═══ PASSAGE PROVIDED
# Platz during bark and hold?



## DTS (Oct 19, 2010)

We have begun to teach the bark and hold on a long line. However, when giving the revere command, Titan has now begun to platz. He still continues to bark strongly, and launches with a full bite. 
The helper I am working with says that there is no set rule saying he has to sit during the bark and hold. 
However, I would prefer to teach the bark and hold as a sit. 
In my mind, I want to teach him to sit beside me, give the revere command, and on the send out, give the sit command, until he gets into a routine and there is no need to give the sit command after the revere. 
The trainer and helper both say to reward the platz. Is this okay? I just don't see him eventually starting to sit. 
I read on the working dog forum that when the dog goes into the platz, that it could be a confidence issue, and he is being worked too much in defense. 
I'm just trying to wrap my head around all this, being so new to the sport. 
Basically, I want to know if it's okay for him to be in a platz during the bark and hold. I know there isn't a rule against it, but what exactly does him doing that means, and if it could cause any further issues in the future. 
How is the bark and hold normally taught?


----------



## Steve Strom (Oct 26, 2013)

I wouldn't want a platz. I wouldn't want to reward what I don't want. Maybe its something like too much obedience from you right there, he's not ready for that. One thing I might think about is removing you from it a little. 

Maybe ask the helper about letting Titan drag you forward to him after a couple of misses. Try and make it more between the helper and Titan, less influence from you for right now.


----------



## DTS (Oct 19, 2010)
══════
═══ STORED DATA
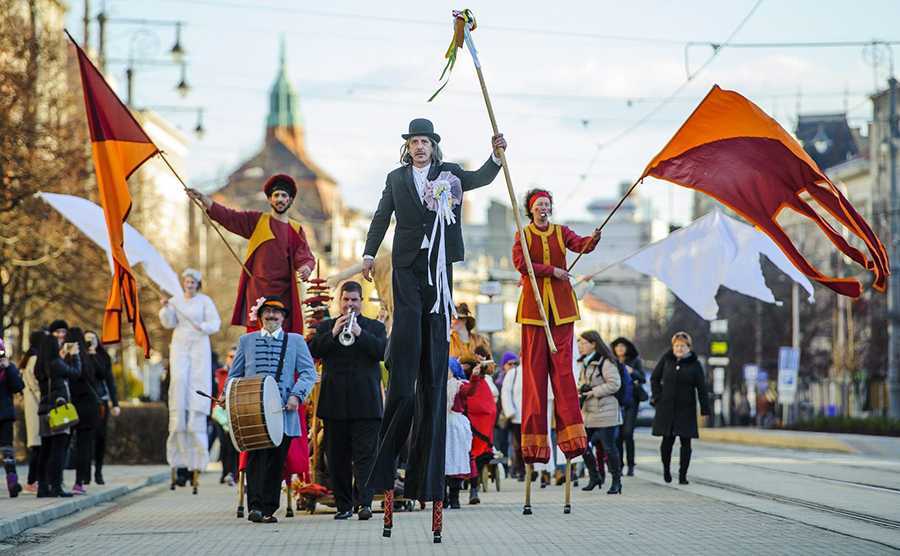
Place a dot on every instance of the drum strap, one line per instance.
(281, 358)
══════
Transcribe, word for word, the portion of the bark-and-hold thread starting with "Basically, I want" and going on through "for right now.". The material plays no part in this exercise.

FULL ANSWER
Basically, I want to know if it's okay for him to be in a platz during the bark and hold. I know there isn't a rule against it, but what exactly does him doing that means, and if it could cause any further issues in the future. 
How is the bark and hold normally taught?


----------



## Steve Strom (Oct 26, 2013)

I wouldn't want a platz. I wouldn't want to reward what I don't want. Maybe its something like too much obedience from you right there, he's not ready for that. One thing I might think about is removing you from it a little. 

Maybe ask the helper about letting Titan drag you forward to him after a couple of misses. Try and make it more between the helper and Titan, less influence from you for right now.